DATA PROVIDED =>
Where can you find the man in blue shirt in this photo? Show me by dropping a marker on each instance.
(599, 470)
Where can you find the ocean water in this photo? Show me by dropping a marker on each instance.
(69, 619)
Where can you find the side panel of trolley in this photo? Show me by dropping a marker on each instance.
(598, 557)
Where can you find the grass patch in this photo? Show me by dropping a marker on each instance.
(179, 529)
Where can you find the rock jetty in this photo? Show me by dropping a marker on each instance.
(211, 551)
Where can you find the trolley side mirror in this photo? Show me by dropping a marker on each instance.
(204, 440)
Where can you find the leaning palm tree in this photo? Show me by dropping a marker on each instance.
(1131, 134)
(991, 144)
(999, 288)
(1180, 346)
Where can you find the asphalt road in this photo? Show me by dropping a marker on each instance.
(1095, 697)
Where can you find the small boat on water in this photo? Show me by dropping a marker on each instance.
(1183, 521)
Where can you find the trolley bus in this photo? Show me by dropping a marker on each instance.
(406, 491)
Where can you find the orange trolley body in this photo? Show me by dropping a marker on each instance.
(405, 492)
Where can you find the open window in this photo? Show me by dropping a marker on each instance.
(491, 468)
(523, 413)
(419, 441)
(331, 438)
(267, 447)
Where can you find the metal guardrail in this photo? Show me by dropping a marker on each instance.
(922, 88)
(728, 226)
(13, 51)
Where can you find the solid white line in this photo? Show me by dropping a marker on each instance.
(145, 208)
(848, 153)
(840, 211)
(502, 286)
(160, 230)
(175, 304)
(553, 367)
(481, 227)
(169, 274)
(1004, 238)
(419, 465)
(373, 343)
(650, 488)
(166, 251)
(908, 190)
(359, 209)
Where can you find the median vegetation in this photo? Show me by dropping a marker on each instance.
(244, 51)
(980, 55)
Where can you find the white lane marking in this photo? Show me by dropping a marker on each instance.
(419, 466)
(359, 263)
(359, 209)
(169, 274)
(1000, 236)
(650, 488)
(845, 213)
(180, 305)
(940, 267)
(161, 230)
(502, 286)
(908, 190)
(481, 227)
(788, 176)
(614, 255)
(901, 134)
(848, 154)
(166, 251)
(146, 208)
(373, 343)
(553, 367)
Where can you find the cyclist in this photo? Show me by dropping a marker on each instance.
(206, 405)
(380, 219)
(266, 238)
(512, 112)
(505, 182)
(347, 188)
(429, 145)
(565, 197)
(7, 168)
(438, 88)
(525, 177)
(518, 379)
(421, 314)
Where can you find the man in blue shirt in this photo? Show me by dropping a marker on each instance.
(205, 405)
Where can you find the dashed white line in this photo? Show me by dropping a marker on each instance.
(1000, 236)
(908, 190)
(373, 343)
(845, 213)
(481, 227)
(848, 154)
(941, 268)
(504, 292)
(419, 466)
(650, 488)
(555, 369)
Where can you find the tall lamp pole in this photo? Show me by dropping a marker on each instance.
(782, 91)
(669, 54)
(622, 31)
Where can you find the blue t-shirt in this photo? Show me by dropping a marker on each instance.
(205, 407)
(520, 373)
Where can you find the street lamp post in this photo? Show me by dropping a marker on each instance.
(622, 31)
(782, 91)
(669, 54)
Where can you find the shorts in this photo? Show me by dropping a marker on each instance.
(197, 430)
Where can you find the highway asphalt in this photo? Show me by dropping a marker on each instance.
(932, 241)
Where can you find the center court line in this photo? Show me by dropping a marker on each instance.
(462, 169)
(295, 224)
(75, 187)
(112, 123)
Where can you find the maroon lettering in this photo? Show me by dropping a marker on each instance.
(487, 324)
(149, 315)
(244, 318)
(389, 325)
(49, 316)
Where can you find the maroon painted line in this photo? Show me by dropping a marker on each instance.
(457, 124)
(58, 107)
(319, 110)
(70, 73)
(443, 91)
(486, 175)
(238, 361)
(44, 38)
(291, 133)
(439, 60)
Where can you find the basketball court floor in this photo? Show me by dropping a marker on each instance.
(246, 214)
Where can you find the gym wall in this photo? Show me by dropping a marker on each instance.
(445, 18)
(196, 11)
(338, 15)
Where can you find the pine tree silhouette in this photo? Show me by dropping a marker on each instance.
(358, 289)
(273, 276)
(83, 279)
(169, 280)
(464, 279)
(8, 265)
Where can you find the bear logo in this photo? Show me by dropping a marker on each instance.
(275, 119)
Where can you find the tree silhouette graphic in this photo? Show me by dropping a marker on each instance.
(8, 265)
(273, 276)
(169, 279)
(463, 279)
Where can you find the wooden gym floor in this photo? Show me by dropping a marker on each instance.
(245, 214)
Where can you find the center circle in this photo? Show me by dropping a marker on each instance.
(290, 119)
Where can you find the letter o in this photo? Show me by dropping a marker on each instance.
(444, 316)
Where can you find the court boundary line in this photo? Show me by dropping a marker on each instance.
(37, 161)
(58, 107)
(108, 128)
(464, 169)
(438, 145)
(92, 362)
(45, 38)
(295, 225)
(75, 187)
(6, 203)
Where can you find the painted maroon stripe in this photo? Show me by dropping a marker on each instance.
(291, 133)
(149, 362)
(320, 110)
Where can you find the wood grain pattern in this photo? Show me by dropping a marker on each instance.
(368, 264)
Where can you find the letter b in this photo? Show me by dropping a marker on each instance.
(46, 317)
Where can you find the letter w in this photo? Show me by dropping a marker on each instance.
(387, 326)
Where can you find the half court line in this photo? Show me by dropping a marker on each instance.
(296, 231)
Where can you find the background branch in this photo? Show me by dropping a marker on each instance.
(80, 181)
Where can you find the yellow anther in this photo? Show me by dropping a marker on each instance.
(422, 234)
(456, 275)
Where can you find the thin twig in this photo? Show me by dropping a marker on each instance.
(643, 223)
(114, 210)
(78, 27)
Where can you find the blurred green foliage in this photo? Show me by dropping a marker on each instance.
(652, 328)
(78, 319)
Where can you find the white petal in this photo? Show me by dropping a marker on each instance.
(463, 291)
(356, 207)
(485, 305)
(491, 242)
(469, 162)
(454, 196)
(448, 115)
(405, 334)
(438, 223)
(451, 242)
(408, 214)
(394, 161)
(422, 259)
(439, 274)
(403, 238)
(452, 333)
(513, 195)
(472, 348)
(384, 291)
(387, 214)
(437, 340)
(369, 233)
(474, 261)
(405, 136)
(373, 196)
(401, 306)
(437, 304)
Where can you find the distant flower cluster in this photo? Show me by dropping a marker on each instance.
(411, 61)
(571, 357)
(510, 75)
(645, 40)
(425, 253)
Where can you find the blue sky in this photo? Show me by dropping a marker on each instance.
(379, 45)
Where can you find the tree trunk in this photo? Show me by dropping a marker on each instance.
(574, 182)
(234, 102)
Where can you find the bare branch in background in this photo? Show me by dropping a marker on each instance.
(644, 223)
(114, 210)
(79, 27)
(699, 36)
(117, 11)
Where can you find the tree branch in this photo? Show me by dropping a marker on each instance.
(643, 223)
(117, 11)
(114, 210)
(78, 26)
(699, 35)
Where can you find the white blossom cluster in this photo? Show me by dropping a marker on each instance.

GOAL => Only the lines from the one that contains "Where can you find the letter b" through the last line should be repeated, each exactly as it stands, with both ends included.

RESULT OF THE EXERCISE =>
Where can you find the letter b in this photo? Show me by dropping a marker on each instance.
(46, 317)
Where can you find the letter w in this photo? Show me by dropping a marker on each instance.
(387, 326)
Where can you find the half court line in this photo? Show me by dropping a marker on each instance.
(296, 231)
Where can you find the background branch in this photo? Show me by dropping a marker on each instance.
(80, 181)
Where can you find the yellow anther in this photo? Show me by dropping a marker on each instance.
(422, 234)
(456, 275)
Where can you find the thin twig in this photo? Show me by dropping a marker on each instance.
(643, 223)
(114, 210)
(78, 27)
Where can you find the blurred green foliage in this photo? Show me by dropping a marker on each instance.
(652, 328)
(78, 319)
Where can you find the white petal in this photo? Show me by dropping a marker on each instance.
(463, 291)
(356, 207)
(485, 305)
(491, 242)
(469, 162)
(454, 196)
(448, 115)
(405, 334)
(438, 223)
(451, 242)
(408, 214)
(394, 161)
(422, 259)
(439, 274)
(403, 238)
(452, 333)
(513, 195)
(472, 348)
(384, 291)
(387, 214)
(437, 340)
(369, 233)
(474, 261)
(405, 136)
(373, 196)
(401, 306)
(437, 304)
Where can you find the distant flower cluster in this photo? Show me by dropping a marker on each instance.
(411, 61)
(571, 357)
(510, 75)
(645, 40)
(425, 253)
Where can you find the blue sky in this photo? Show me by dropping a marker on each instance.
(379, 45)
Where can you find the tree trunk in this photo? Show me by dropping a marker on each instance.
(574, 182)
(234, 102)
Where can you find the bare branch in background in this photo? Show me by dropping a marker on each instance.
(644, 223)
(114, 210)
(79, 27)
(699, 36)
(117, 11)
Where can you find the tree branch in this photo? Show me by dropping a marker on each instance.
(643, 223)
(117, 11)
(114, 210)
(78, 26)
(699, 35)
Where can you find the white blossom cluster in this photo? Show me by dropping a marker on each instance.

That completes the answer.